-- TASK PROMPT --
Rewrite the listing below in full, requests included, offsetting every coordinate in the answers by adding -73 to it. Leave the pictures out.

⁂

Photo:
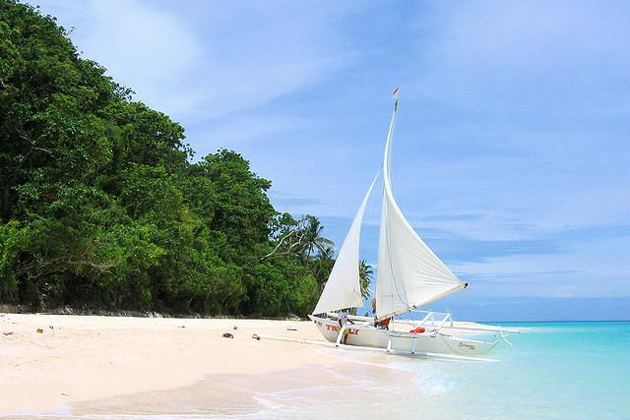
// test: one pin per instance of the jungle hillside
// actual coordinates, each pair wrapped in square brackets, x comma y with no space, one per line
[103,204]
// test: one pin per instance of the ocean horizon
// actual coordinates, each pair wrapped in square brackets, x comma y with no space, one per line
[553,370]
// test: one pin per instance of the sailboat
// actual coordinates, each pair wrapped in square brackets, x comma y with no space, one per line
[409,276]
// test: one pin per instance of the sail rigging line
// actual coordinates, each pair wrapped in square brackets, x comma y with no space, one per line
[387,182]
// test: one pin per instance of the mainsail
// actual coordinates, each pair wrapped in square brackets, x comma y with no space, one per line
[409,273]
[343,289]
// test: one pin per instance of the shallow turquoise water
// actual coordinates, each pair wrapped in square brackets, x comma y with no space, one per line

⁂

-- THE RESULT --
Photo:
// test: one pin per instance of the jungle hillside
// actual coordinates, each pair wrapped in square brackets, x comma y with no space, one per line
[30,131]
// test: one pin per instance of the ocean horizon
// actual coordinates, each pair wrapped in square brackets, x comma y with no space, one per line
[480,297]
// test: one pin per instance of the sailboat
// actual coordinates, each pair wrapped in square brackets, x comma y with no space, one per line
[336,203]
// test: one pin per instance of the sail rigging line
// actual coordinates, each pair wrapped in square brackets, x comma y with no space, one per line
[314,109]
// test: one pin per instance of the mainsail
// actual coordinates, each pair wrapped in square brackets, x comma y with no space, one per line
[336,200]
[270,216]
// test: one pin per instance of the shallow turquoise water
// actual coordinates, each pair wrapped in square brackets, x comma y with no space, one per line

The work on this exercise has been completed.